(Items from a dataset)
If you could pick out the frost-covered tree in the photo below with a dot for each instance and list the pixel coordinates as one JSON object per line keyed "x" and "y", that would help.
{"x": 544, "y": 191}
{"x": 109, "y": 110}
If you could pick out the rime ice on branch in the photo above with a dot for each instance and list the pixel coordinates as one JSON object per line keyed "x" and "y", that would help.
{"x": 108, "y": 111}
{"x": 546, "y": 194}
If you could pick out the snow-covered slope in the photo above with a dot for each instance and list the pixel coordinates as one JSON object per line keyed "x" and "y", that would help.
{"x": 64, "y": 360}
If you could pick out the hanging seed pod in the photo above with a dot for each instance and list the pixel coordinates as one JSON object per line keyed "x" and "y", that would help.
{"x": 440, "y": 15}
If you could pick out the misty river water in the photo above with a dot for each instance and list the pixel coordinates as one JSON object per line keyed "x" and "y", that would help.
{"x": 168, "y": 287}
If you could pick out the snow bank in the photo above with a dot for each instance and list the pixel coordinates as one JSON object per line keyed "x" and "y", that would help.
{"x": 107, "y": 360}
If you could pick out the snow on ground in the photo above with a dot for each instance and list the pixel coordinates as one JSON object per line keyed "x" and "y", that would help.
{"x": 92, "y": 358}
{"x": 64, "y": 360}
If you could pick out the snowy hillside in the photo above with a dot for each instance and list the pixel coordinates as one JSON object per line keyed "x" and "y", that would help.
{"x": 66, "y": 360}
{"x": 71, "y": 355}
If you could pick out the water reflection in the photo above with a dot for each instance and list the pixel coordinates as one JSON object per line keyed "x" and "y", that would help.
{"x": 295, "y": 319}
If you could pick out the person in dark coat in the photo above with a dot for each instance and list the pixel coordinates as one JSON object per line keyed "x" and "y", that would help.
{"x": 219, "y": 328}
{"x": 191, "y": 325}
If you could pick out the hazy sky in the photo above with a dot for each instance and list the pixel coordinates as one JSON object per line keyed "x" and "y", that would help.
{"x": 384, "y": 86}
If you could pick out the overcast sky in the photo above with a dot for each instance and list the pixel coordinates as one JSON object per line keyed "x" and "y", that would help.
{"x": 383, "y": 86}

EXERCISE OBJECTIVE: Exactly repeat the lines from the line that contains "If you could pick out the person" to the end of the entries, both included, and leave out all other lines.

ANSWER BOX:
If you could pick out the person in dark coat in the photo above with a dot for each instance and list the pixel coordinates as one JSON object per line keyed "x" and "y", that would help.
{"x": 219, "y": 328}
{"x": 191, "y": 325}
If you could pick out the hazy sky in the photo above with a dot for each instance and list the pixel coordinates as one JSON object per line keyed "x" and "y", that would help.
{"x": 384, "y": 86}
If you could pick out the overcast sky in the photo above with a dot for each instance and list the pixel coordinates as one JSON object per line keyed "x" and "y", that would help.
{"x": 383, "y": 86}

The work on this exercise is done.